Asian oysters rejected for Chesapeake Bay

Published April 6, 2009 4:00am ET



Asian oysters will not be introduced into the Chesapeake Bay to help restore ailing oyster populations, federal and state officials ruled Monday.

The U.S. Army Corps of Engineers and officials from Maryland and Virginia rejected using Asian oysters to rebuild the aquatic sea life because of the ecological risks and cost of their upkeep.

“The prudent thing to do would be to focus on native oysters,” said Donald Boesch, president of the University of Maryland Center for Environmental Science and research leader advising Maryland.

The corps spent $17 million over five years on more than 30 projects studying the potential success of placing Asian oysters in the Bay.

Asian oysters from previous experiments will be removed in the next four to six weeks.

Boesch said the advantages of housing the Asian oysters were “not that great to warrant risk of adverse affects.”

Some environmentalists fear that the Asian oysters would overtake and crowd out the native population.

Although Asian oysters grow faster and fight disease better than the oysters that are native to the Bay, Boesch said that the Asian variety would be more expensive because of the special facilities and security that are needed to contain them.

Officials at the end of the process never seriously considered introducing Asian oysters into the Bay, Boesch said.

“The difference in the debates over the states weren’t about them being introduced, but about expanding aquaculture using sterile animals in the Bay,” he said.

(Saved data entries)
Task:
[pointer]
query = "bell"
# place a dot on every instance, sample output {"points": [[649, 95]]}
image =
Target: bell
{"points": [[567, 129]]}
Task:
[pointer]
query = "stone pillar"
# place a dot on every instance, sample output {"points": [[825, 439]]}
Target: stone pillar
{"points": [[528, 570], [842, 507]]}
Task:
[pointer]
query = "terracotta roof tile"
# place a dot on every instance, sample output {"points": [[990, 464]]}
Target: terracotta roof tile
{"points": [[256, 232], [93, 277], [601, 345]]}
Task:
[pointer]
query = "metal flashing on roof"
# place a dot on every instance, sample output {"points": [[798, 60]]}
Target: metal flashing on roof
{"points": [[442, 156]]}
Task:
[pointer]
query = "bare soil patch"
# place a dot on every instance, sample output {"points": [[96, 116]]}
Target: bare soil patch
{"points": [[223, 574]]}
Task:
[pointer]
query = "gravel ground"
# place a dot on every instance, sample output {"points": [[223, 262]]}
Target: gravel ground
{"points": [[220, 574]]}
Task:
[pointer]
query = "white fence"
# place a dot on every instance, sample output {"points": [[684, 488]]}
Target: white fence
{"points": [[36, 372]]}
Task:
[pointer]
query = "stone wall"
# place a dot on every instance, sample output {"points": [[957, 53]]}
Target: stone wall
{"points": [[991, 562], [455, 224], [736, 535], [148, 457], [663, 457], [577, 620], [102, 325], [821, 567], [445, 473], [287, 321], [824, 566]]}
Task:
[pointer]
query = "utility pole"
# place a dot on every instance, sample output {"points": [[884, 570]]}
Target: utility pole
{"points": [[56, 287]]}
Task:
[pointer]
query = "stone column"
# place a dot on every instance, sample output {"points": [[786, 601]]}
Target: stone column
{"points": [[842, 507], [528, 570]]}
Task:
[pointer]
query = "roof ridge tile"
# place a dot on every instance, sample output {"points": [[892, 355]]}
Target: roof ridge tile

**Required action 1**
List every direct quotation from Boesch that appears in the oyster article.
**Required action 2**
Please echo everything in the oyster article from "The corps spent" down to "to contain them.".
The saved data isn't needed here.

**Exercise output 1**
- “The prudent thing to do would be to focus on native oysters,”
- “not that great to warrant risk of adverse affects.”
- “The difference in the debates over the states weren’t about them being introduced, but about expanding aquaculture using sterile animals in the Bay,”

**Exercise output 2**
The corps spent $17 million over five years on more than 30 projects studying the potential success of placing Asian oysters in the Bay.

Asian oysters from previous experiments will be removed in the next four to six weeks.

Boesch said the advantages of housing the Asian oysters were “not that great to warrant risk of adverse affects.”

Some environmentalists fear that the Asian oysters would overtake and crowd out the native population.

Although Asian oysters grow faster and fight disease better than the oysters that are native to the Bay, Boesch said that the Asian variety would be more expensive because of the special facilities and security that are needed to contain them.